## What to work on
Please copy the material below word for word, from start to end, leaving out the pictures.

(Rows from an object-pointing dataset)
====================
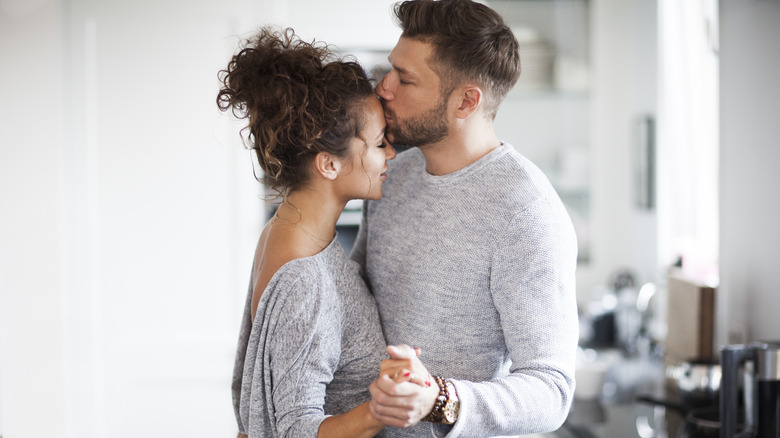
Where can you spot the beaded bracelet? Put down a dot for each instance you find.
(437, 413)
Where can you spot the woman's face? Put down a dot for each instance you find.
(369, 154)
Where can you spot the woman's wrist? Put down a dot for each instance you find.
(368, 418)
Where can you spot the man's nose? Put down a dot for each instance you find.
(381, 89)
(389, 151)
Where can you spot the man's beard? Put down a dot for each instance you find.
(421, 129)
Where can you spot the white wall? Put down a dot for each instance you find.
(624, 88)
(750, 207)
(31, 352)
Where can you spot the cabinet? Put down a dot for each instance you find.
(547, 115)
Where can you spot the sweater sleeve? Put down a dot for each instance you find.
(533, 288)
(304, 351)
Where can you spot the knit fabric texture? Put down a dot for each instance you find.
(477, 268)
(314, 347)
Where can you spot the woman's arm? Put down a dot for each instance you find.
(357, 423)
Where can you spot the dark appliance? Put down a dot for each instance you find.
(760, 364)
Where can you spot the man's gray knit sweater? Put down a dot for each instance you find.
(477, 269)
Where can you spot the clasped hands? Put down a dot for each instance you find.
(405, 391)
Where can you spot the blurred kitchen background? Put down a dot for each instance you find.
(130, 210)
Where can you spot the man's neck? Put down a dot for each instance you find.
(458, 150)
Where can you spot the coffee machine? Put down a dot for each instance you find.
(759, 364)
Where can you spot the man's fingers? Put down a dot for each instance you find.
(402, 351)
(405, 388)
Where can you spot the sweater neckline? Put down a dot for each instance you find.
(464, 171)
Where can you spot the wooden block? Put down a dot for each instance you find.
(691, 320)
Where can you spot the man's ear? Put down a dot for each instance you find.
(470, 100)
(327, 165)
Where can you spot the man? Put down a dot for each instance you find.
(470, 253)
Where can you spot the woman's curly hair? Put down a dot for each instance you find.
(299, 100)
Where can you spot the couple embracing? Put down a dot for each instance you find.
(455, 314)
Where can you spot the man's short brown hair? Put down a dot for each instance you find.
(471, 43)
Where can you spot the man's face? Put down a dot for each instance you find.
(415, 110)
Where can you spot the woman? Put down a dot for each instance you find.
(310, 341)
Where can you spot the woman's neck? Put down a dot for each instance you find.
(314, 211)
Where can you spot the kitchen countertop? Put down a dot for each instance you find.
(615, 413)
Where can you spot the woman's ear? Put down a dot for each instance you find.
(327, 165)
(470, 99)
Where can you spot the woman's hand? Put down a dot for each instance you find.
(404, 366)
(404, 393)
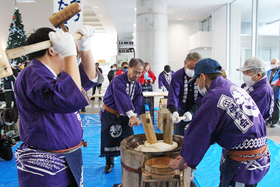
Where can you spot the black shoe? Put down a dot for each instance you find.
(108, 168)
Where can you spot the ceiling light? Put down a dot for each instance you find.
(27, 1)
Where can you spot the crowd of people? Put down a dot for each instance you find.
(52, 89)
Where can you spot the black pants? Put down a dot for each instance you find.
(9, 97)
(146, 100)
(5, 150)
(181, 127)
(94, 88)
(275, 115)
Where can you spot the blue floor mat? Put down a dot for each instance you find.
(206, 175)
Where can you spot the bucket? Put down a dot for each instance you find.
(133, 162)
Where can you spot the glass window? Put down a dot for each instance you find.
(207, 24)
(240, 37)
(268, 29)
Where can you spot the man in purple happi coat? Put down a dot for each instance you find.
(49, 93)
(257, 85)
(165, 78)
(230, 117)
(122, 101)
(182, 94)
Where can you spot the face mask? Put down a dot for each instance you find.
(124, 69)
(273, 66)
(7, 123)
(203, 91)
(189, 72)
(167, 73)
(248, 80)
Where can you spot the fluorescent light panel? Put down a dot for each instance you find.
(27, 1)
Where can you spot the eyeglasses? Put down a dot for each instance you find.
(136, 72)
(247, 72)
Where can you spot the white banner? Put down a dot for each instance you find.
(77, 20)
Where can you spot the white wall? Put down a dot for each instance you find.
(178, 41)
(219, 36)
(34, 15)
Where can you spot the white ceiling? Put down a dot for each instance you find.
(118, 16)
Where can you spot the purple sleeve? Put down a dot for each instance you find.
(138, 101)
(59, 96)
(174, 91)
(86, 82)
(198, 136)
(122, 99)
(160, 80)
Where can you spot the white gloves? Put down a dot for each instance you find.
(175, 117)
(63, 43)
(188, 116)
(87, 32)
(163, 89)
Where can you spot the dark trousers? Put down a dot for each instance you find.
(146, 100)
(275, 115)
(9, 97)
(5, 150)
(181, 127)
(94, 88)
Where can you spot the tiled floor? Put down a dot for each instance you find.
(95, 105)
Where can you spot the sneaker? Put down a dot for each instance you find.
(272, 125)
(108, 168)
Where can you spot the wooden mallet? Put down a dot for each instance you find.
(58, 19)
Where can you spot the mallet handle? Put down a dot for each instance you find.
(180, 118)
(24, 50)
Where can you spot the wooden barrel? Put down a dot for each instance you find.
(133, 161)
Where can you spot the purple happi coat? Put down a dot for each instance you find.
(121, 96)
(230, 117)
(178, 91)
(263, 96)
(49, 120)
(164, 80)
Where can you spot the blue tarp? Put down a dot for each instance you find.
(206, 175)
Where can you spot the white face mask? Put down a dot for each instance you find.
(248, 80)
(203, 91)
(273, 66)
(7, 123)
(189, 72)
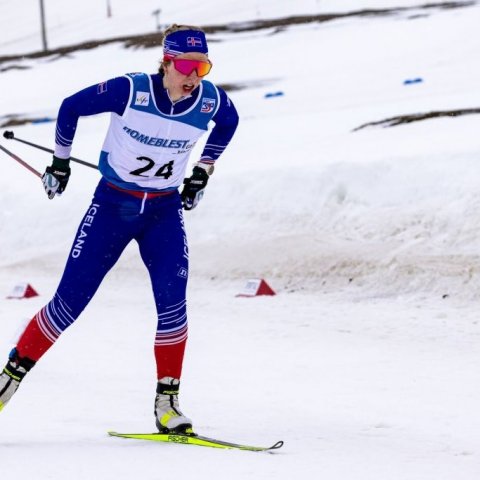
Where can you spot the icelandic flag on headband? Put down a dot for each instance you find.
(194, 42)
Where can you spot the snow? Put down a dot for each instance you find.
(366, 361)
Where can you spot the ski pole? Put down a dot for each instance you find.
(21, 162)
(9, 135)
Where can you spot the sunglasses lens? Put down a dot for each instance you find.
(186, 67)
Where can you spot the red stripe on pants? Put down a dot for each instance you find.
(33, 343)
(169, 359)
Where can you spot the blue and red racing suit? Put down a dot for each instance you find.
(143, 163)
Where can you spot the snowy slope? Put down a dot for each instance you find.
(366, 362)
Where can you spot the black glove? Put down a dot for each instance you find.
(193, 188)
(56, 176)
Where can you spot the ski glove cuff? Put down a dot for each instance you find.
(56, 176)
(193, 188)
====================
## Correct response
Where can you spot the beaded bracelet? Put down a dot for each instance you find.
(437, 413)
Where can you spot the woman's face? Put down a dot for each instance you find.
(369, 154)
Where can you spot the woman's wrist? Put down a dot for each instance you find.
(368, 418)
Where can you spot the man's nose? Put down a dot for each instance you find.
(381, 89)
(389, 151)
Where can you spot the man's beard? Put down a dot for each instance you find.
(421, 129)
Where can you spot the white wall? Put down a dot for each instance you find.
(624, 88)
(750, 207)
(31, 352)
Where can you spot the cabinet? Put down a dot for each instance you find.
(547, 115)
Where can you spot the sweater sleeve? Put down a dot for each instance you find.
(533, 288)
(304, 351)
Where can you spot the knit fabric texture? Put down a dot for each instance you find.
(477, 268)
(314, 347)
Where can you spot the woman's arm? Put down a dot for each instance you find.
(357, 423)
Where can you spot the dark appliance? Put down a dot for each instance you find.
(760, 364)
Where can you spot the man's gray knit sweater? Put down a dot for each instance you find.
(477, 269)
Where can you spot the clasped hands? Put down a dot for each instance you find.
(405, 391)
Where can you spot the blurred kitchen background? Put down a dot for each instance you find.
(130, 210)
Where can you spot the man's neck? Put down a dot for each instance you find.
(458, 150)
Where can you spot the coffee machine? Put down a dot for each instance you find.
(759, 364)
Where can you spot the man's fingers? Put down a dot for each instance you find.
(402, 351)
(405, 388)
Where can you spot the sweater neckline? Put down a dot for each instance you find.
(464, 171)
Where can you spot the wooden block? Put down a dot for each instance you find.
(691, 320)
Where can you spot the man's ear? Put down a dot for each instance you find.
(470, 100)
(327, 165)
Where can you spot the man? Put down a dot for each instance you find.
(470, 253)
Where can you spot the woman's curly hair? Put down a dot for each instance you find.
(299, 100)
Where can you spot the couple embracing? Put down a dot for each instance you find.
(455, 314)
Where can you spot the man's short brown hair? Put down a dot for each instance you find.
(471, 43)
Where can you spot the man's face? Put down a dot for each instance you find.
(415, 110)
Where can you spot the woman? Put down a dot for each instance you find.
(310, 341)
Where can you spot the woman's neck? Put down a dot for each instance you find.
(314, 211)
Where can you spot the kitchen countertop? Put down a dot for each instance you find.
(615, 413)
Where can you spot the woman's ear? Put down a dot for each instance you find.
(327, 165)
(470, 99)
Where can you spot the woman's hand? Put down a dot for each instance you find.
(404, 366)
(404, 393)
Where can you spot the black shoe? Put down a dot for each instance you find.
(108, 168)
Where can you spot the ceiling light? Put down a dot for each instance you find.
(27, 1)
Where can you spot the crowd of people? Put down a dot for each instance you find.
(52, 89)
Where can you spot the black pants? Put down a dot for each instance you find.
(9, 97)
(146, 100)
(5, 150)
(181, 127)
(94, 88)
(275, 115)
Where can you spot the blue floor mat? Put down a dot for each instance you find.
(206, 175)
Where can you spot the bucket? Put down a dot for each instance you find.
(133, 162)
Where can you spot the glass window? Put down a dot for each instance you find.
(207, 24)
(240, 37)
(268, 29)
Where can you spot the man in purple happi coat? Put down a dot for each instance you find.
(49, 93)
(257, 85)
(165, 78)
(230, 117)
(122, 101)
(182, 94)
Where can you spot the face mask? Put down a dot for each instance you find.
(124, 69)
(273, 66)
(7, 123)
(203, 91)
(189, 72)
(167, 73)
(248, 80)
Where can you spot the fluorescent light panel? Put down a dot for each instance you find.
(27, 1)
Where can you spot the eyeglasses? Put down a dot for each instance you find.
(136, 72)
(247, 72)
Where can you spot the white banner? Put down a dot for each instance you find.
(77, 20)
Where can you spot the white wall? Put down a dot for each instance you find.
(178, 41)
(219, 36)
(34, 15)
Where can you spot the white ceiling? Put down a dot for each instance you find.
(118, 16)
Where can you spot the purple sleeve? Put down a dot for each instance you find.
(138, 101)
(59, 96)
(174, 91)
(86, 82)
(198, 136)
(122, 99)
(160, 80)
Where can you spot the white gloves? Put down a dot for each instance you find.
(175, 117)
(63, 43)
(188, 116)
(87, 32)
(163, 89)
Where can you spot the dark trousers? Put down a dot for each instance you find.
(146, 100)
(275, 115)
(9, 97)
(5, 150)
(181, 127)
(94, 88)
Where can you spot the tiled floor? Put down a dot for each instance you find.
(95, 105)
Where can you spot the sneaker? Put down a dot for each instance you find.
(272, 125)
(108, 168)
Where can you spot the wooden mallet? Put down a dot for each instance you find.
(58, 19)
Where can you spot the mallet handle? Put down a dot for each instance you find.
(180, 118)
(24, 50)
Where can you spot the wooden barrel? Put down a dot for each instance you find.
(133, 161)
Where can you spot the purple happi coat? Put down a dot for each instance you find.
(121, 96)
(230, 117)
(178, 91)
(263, 96)
(49, 120)
(164, 80)
Where can you spot the blue tarp? Put down a dot for each instance you find.
(206, 175)
Where can you spot the white face mask? Put down a dot for each instance you find.
(248, 80)
(203, 91)
(273, 66)
(7, 123)
(189, 72)
Where can you spot the icelandic flag on headband? Put down a dot for each instance you find.
(194, 42)
Where can you spot the snow? Put down a dot for each instance you find.
(366, 361)
Where can you spot the ski pole? Put down a dot for each instance you find.
(21, 162)
(9, 135)
Where can you spot the sunglasses lens? Put down a dot for each instance you find.
(186, 67)
Where can you spot the red stripe on pants? Put down a dot for each instance you find.
(33, 343)
(169, 359)
Where can you spot the blue and red racing suit? Put down a dot for each instance you find.
(143, 163)
Where can you spot the snowy slope? Put down a dot for each instance you find.
(366, 362)
Where can you spot the black glove? Put down a dot for each instance you find.
(193, 188)
(56, 176)
Where can you spot the ski glove cuff? Put down a dot for each instance you find.
(56, 176)
(193, 188)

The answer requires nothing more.